> [Task description]: Exactly as written, quote every line that follows, skipping the images.

Lines of data:
Begin
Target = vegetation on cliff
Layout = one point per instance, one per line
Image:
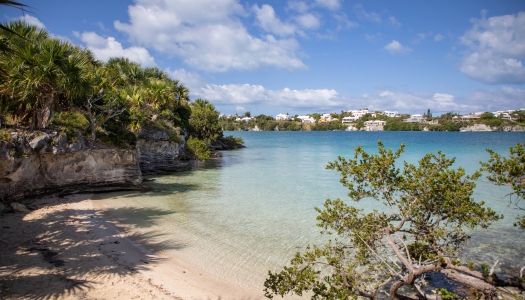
(48, 83)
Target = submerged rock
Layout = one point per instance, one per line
(17, 207)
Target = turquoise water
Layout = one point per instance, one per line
(248, 212)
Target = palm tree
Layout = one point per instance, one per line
(42, 74)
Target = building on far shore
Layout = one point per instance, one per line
(283, 117)
(306, 119)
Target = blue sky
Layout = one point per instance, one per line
(305, 56)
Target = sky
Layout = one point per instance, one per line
(306, 56)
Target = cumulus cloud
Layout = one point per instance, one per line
(106, 48)
(192, 80)
(330, 4)
(363, 14)
(496, 48)
(31, 21)
(213, 39)
(268, 21)
(344, 22)
(299, 6)
(438, 37)
(394, 22)
(239, 94)
(395, 47)
(308, 21)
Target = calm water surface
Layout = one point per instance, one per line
(248, 212)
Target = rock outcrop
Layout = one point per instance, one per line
(161, 151)
(38, 163)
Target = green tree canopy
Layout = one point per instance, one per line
(204, 121)
(418, 227)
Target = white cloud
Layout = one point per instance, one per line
(31, 21)
(256, 94)
(267, 20)
(299, 6)
(370, 16)
(192, 80)
(106, 48)
(395, 47)
(345, 23)
(308, 21)
(330, 4)
(496, 47)
(213, 39)
(394, 22)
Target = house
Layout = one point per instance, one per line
(374, 125)
(306, 119)
(416, 118)
(360, 113)
(282, 117)
(472, 116)
(245, 119)
(391, 114)
(326, 118)
(350, 119)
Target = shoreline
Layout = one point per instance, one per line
(66, 248)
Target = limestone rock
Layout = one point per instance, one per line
(39, 141)
(17, 207)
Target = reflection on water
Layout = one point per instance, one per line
(248, 212)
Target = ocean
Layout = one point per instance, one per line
(248, 212)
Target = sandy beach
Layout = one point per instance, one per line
(64, 248)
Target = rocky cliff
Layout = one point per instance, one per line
(46, 162)
(160, 151)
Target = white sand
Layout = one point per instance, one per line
(65, 249)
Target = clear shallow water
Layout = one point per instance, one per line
(248, 212)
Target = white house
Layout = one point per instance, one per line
(350, 119)
(245, 119)
(360, 113)
(391, 114)
(283, 117)
(306, 119)
(416, 118)
(374, 125)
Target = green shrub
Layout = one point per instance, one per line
(70, 122)
(233, 142)
(5, 135)
(197, 149)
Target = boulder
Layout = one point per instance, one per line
(17, 207)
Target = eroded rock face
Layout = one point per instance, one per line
(160, 151)
(45, 162)
(85, 170)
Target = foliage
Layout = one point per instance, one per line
(5, 135)
(198, 149)
(204, 121)
(233, 142)
(509, 171)
(421, 226)
(70, 122)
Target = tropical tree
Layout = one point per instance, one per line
(204, 121)
(418, 226)
(43, 74)
(509, 171)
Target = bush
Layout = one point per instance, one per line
(233, 142)
(197, 149)
(70, 122)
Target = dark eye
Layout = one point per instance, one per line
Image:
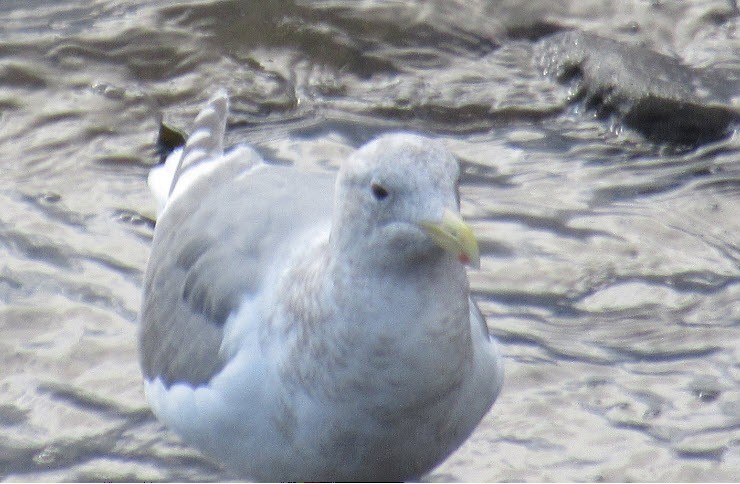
(378, 191)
End
> [Response]:
Target = vegetation on cliff
Layout = one point per instance, one per line
Image:
(48, 83)
Target = submerged rock
Layout = one point per instance, one per line
(17, 207)
Target = turquoise water
Layout = one point per instance, one per line
(248, 212)
Target = palm tree
Layout = one point per instance, one per line
(42, 74)
Target = building on far shore
Layout = one point per instance, one per line
(283, 117)
(306, 119)
Target = blue sky
Layout = one point per instance, one per line
(305, 56)
Target = sky
Layout = one point per instance, one per line
(306, 56)
Target = cumulus cloud
Layout = one point per instance, one per line
(106, 48)
(192, 80)
(330, 4)
(363, 14)
(496, 48)
(31, 21)
(213, 39)
(268, 21)
(344, 22)
(299, 6)
(438, 37)
(394, 22)
(239, 94)
(395, 47)
(308, 21)
Target = calm water surface
Layout = one point per instance, one per line
(248, 212)
Target = rock outcrop
Layout = one point per instance, one per line
(161, 151)
(38, 163)
Target = green tree canopy
Layout = one point per instance, one per line
(204, 121)
(418, 227)
Target = white cloud
Layout = one point per instance, one per line
(31, 21)
(256, 94)
(267, 20)
(299, 6)
(370, 16)
(192, 80)
(106, 48)
(395, 47)
(345, 23)
(308, 21)
(330, 4)
(496, 47)
(213, 39)
(394, 22)
Target = house
Layout = one point per instance, one per line
(374, 125)
(306, 119)
(416, 118)
(360, 113)
(282, 117)
(472, 116)
(245, 119)
(391, 114)
(326, 118)
(350, 119)
Target = shoreline
Layout = one point per instance, one per line
(66, 248)
Target = limestone rock
Layout = one point per instance, one per line
(39, 141)
(17, 207)
Target = reflection on water
Layout = one point per instance, one per line
(248, 212)
Target = ocean
Layout = one point per instance, one per line
(248, 212)
Target = sandy beach
Layout = one point per instance, one per line
(64, 248)
Target = rocky cliff
Layout = one point per instance, one per line
(46, 162)
(160, 151)
Target = white sand
Layout = one point per instance, one per line
(65, 249)
Target = clear shallow water
Layout = one point per instance, one per line
(248, 212)
Target = white house
Layout = one point per instance, one per line
(350, 119)
(245, 119)
(360, 113)
(391, 114)
(283, 117)
(306, 119)
(416, 118)
(374, 125)
Target = green shrub
Layout = one point per instance, one per line
(70, 122)
(233, 142)
(5, 135)
(197, 149)
Target = boulder
Layout = one point per instance, one per line
(17, 207)
Target = eroded rock face
Layout = one point per instance, one per line
(160, 151)
(45, 162)
(85, 170)
Target = foliage
Layout = one point per instance, one per line
(5, 135)
(198, 149)
(204, 121)
(233, 142)
(509, 171)
(421, 226)
(70, 122)
Target = tropical tree
Layout = one point per instance, one per line
(204, 121)
(418, 226)
(43, 74)
(509, 171)
Target = bush
Layout = one point per instance, one per line
(233, 142)
(197, 149)
(70, 122)
Target = dark eye
Layout = one point per instance, one per line
Image:
(378, 191)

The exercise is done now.